-- Opening Marker --

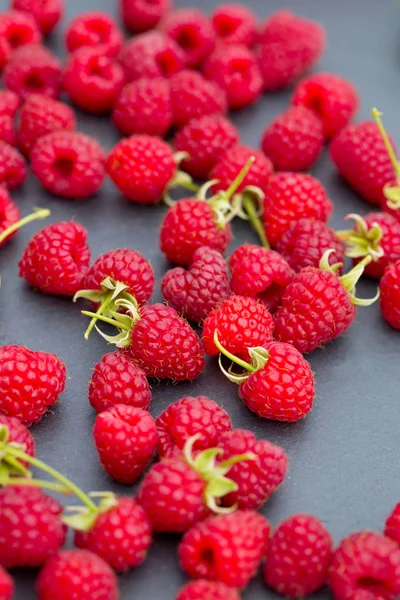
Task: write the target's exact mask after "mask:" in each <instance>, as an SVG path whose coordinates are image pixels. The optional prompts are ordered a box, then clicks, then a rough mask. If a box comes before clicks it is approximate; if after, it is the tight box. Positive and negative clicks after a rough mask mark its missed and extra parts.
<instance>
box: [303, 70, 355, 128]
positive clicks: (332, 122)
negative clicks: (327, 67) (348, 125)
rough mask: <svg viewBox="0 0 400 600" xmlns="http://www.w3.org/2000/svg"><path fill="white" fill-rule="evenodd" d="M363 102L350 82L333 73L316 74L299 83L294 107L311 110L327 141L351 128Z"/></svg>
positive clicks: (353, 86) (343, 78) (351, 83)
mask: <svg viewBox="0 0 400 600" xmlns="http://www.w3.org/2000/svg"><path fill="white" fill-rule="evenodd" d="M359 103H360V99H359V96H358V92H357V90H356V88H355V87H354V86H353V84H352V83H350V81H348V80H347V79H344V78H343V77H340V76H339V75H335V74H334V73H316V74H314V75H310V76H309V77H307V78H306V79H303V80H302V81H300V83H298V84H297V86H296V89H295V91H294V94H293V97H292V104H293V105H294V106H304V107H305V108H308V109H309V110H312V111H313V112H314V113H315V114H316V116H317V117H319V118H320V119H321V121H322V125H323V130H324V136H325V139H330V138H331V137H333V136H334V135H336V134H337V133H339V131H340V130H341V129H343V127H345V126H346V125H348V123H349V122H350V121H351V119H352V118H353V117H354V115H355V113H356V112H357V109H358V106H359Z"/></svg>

-- Closing Marker --

Using the data above, repeat exactly the lines that begin at the line with "box: [303, 70, 355, 128]" and end at the line with "rough mask: <svg", both ends included.

> **Final answer**
box: [303, 70, 355, 128]
positive clicks: (332, 122)
negative clicks: (327, 67) (348, 125)
rough mask: <svg viewBox="0 0 400 600" xmlns="http://www.w3.org/2000/svg"><path fill="white" fill-rule="evenodd" d="M363 102L350 82L333 73L316 74L299 83L294 107L311 110L327 141L351 128Z"/></svg>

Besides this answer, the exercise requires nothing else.